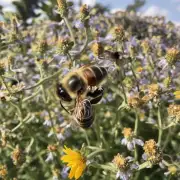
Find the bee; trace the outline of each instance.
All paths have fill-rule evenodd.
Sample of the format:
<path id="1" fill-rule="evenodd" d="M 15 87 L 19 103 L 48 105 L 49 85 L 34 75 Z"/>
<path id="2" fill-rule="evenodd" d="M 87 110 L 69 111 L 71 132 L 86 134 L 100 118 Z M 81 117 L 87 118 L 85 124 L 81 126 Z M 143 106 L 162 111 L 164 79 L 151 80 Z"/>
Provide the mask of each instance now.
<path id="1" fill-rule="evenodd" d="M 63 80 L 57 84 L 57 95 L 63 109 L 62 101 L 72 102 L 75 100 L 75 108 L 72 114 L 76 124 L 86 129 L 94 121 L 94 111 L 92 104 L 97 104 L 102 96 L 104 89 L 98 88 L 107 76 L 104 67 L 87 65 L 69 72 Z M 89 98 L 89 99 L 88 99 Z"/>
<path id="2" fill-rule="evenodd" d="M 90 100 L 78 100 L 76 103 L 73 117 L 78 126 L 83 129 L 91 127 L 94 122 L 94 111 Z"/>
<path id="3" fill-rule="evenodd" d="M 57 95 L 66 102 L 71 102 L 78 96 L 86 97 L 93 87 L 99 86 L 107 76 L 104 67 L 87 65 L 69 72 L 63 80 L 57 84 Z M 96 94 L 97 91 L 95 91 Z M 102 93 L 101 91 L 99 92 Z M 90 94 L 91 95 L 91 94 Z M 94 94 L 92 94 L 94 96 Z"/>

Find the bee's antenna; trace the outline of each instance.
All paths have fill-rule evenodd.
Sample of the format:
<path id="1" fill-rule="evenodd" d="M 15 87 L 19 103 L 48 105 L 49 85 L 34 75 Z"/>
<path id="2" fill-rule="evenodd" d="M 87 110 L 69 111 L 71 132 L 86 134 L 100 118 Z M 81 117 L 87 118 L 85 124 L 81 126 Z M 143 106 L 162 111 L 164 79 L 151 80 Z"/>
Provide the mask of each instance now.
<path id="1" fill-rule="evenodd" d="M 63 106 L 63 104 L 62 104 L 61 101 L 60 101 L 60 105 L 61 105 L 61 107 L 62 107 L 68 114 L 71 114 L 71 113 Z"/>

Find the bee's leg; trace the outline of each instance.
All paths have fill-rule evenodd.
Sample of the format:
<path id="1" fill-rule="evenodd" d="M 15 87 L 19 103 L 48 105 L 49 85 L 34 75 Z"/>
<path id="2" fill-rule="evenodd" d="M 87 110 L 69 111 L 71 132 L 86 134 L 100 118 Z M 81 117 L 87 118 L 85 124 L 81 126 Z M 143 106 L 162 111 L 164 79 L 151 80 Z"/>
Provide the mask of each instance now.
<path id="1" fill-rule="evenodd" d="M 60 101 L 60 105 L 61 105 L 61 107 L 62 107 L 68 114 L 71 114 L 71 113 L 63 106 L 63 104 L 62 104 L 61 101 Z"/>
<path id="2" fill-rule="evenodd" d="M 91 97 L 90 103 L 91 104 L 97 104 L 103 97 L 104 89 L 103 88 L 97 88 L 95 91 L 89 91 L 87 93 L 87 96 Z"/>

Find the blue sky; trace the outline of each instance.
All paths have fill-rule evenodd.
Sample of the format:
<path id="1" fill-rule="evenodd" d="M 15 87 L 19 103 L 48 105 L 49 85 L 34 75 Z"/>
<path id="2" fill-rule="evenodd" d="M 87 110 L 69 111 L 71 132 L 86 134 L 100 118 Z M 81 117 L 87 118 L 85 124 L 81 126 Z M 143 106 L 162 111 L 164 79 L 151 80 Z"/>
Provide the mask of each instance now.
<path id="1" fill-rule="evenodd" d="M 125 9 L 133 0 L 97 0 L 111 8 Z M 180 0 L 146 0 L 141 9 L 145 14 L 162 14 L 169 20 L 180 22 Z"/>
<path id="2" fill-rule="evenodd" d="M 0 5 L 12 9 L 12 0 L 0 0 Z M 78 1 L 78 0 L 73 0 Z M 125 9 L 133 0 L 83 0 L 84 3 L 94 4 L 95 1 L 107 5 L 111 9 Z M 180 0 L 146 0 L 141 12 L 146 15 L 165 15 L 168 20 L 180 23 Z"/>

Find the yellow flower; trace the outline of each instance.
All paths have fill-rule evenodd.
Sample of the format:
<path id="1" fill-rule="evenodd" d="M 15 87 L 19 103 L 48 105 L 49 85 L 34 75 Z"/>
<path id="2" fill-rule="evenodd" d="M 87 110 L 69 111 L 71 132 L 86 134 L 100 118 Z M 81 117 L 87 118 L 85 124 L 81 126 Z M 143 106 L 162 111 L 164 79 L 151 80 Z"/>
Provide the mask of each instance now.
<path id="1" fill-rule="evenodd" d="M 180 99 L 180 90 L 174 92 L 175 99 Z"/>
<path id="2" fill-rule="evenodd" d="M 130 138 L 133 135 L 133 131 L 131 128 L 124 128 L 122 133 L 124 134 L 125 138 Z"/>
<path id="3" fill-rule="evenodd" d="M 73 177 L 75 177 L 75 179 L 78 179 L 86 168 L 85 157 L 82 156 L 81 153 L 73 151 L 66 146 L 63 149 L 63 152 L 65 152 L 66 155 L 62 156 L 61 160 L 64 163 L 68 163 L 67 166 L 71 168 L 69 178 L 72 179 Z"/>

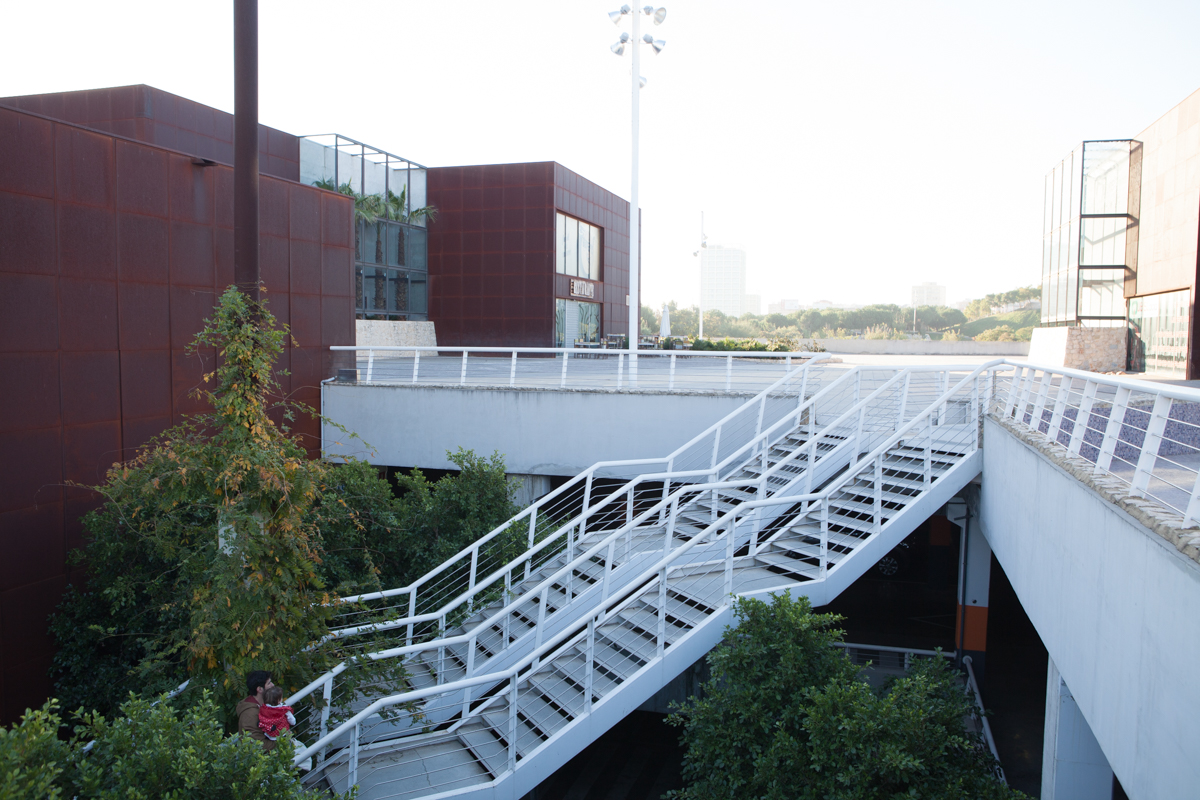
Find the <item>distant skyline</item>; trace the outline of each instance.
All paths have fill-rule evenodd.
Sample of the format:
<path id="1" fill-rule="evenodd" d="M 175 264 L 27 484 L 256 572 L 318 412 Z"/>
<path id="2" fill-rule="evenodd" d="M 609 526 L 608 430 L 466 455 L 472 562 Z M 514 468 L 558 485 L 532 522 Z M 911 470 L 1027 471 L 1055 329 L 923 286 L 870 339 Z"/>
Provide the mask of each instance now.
^^^^^^^^
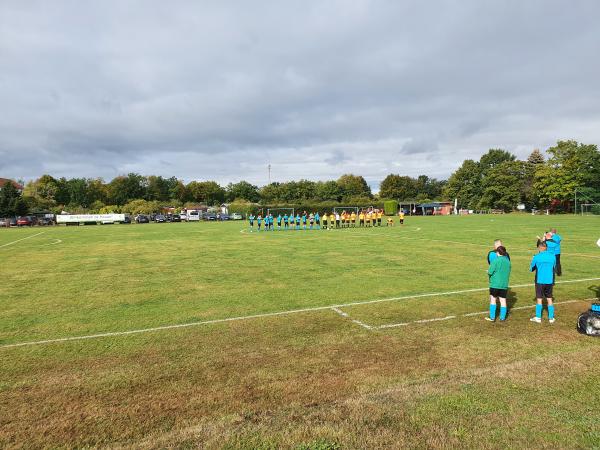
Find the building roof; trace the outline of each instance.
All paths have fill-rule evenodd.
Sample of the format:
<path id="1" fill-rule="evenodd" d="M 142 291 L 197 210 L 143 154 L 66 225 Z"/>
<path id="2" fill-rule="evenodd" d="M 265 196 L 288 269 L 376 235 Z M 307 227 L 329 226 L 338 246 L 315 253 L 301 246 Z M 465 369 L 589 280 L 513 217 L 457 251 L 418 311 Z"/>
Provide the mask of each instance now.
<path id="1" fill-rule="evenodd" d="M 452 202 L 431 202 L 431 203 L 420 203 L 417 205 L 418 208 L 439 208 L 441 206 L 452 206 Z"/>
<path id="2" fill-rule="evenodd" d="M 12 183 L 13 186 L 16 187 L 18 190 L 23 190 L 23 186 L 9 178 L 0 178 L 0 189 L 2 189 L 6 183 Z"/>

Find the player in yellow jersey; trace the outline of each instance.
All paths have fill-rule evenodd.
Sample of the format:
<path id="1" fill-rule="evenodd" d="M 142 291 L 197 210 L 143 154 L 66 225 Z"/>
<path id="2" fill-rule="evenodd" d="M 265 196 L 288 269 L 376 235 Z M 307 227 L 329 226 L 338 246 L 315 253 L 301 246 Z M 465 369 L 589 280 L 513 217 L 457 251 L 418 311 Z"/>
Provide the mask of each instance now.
^^^^^^^^
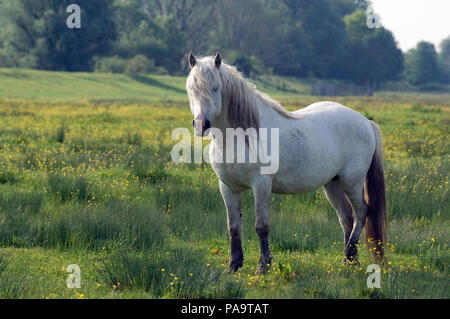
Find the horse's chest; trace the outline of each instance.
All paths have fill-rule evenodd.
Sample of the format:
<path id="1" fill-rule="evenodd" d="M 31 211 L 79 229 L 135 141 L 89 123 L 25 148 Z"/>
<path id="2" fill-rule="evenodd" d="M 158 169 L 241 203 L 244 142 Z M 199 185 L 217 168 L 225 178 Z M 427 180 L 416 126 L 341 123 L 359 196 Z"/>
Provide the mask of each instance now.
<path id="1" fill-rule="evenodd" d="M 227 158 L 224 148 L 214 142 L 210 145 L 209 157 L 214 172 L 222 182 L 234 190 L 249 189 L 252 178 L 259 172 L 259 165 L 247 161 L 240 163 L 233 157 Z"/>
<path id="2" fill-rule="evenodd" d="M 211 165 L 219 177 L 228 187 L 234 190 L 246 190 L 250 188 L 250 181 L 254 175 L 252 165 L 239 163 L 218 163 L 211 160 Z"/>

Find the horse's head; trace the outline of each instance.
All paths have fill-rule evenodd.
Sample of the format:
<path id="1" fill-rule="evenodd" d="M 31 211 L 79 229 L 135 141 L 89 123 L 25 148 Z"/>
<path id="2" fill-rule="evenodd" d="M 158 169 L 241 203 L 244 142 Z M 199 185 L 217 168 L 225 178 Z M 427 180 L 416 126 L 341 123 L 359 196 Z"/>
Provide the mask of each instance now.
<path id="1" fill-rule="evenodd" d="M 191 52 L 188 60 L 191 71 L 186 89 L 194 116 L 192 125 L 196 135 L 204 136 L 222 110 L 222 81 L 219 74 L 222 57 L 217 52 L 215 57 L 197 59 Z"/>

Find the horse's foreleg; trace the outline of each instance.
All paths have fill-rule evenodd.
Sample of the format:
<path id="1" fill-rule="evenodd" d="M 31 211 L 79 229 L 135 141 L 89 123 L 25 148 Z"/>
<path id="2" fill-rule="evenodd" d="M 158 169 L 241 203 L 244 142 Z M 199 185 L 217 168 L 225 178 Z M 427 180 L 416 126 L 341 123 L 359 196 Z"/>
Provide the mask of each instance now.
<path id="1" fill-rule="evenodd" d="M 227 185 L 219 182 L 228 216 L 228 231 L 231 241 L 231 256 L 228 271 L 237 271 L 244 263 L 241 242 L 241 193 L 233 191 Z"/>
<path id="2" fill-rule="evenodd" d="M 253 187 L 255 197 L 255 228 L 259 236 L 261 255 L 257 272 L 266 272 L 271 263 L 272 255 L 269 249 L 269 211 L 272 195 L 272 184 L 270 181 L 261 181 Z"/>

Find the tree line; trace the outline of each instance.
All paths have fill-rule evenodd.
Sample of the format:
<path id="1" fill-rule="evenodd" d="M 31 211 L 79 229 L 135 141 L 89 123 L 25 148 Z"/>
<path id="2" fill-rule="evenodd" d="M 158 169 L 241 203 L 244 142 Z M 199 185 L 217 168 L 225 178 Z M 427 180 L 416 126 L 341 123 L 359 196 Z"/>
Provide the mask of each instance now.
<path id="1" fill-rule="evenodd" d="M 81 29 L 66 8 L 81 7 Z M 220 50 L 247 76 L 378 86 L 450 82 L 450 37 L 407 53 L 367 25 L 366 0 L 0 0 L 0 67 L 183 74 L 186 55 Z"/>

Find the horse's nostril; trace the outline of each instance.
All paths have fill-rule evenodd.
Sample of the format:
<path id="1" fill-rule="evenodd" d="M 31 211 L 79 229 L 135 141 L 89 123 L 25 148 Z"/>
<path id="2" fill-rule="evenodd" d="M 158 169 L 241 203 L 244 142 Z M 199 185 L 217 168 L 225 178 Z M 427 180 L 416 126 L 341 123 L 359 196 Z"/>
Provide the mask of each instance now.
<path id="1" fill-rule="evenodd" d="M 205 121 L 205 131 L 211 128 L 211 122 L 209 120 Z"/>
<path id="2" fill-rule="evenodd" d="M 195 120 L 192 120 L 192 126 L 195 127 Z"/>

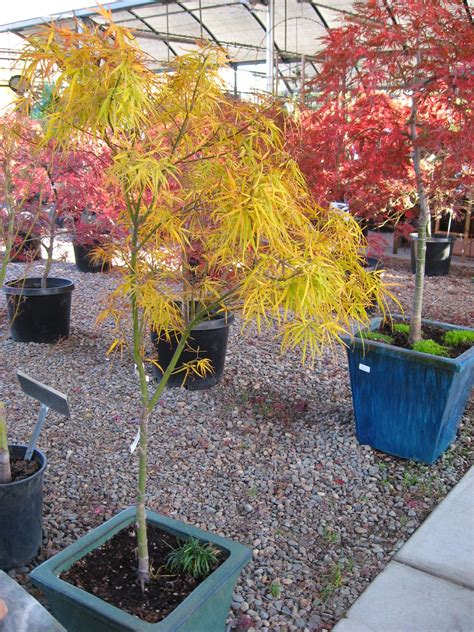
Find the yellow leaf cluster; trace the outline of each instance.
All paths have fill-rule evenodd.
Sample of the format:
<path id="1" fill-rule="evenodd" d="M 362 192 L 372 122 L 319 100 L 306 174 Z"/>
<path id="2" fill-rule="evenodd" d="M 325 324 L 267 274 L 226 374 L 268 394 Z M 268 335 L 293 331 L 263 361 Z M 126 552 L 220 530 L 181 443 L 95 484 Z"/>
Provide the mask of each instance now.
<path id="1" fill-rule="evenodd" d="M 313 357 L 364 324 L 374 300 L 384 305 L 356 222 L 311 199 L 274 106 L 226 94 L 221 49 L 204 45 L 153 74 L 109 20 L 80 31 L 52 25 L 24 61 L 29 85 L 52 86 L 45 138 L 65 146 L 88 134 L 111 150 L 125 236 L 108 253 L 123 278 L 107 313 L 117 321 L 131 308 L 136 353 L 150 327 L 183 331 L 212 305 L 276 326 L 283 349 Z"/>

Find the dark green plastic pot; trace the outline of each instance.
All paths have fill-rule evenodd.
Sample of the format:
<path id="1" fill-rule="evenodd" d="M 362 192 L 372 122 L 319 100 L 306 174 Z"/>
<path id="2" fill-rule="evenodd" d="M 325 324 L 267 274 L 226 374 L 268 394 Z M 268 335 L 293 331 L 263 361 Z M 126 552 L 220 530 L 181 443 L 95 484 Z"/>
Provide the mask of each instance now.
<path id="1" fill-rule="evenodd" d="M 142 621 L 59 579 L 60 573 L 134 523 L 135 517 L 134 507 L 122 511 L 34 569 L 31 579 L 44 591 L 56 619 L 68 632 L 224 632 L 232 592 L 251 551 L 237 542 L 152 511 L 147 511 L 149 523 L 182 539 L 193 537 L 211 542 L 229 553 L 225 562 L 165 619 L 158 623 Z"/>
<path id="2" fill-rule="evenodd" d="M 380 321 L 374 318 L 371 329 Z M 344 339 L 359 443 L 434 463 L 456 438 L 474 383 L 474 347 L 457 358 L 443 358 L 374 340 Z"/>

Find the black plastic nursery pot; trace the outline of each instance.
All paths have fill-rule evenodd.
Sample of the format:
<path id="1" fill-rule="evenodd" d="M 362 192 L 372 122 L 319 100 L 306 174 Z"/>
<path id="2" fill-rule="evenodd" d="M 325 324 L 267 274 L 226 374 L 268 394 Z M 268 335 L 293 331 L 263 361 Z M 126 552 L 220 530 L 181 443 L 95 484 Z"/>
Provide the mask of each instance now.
^^^^^^^^
Task item
Of the lines in the data, report each one containing the string "yellow".

Response
Find the yellow flower; trace the outline of each instance.
Find the player in yellow jersey; trace the outline of each instance.
Find the yellow leaf cluster; trace the outline of each instance.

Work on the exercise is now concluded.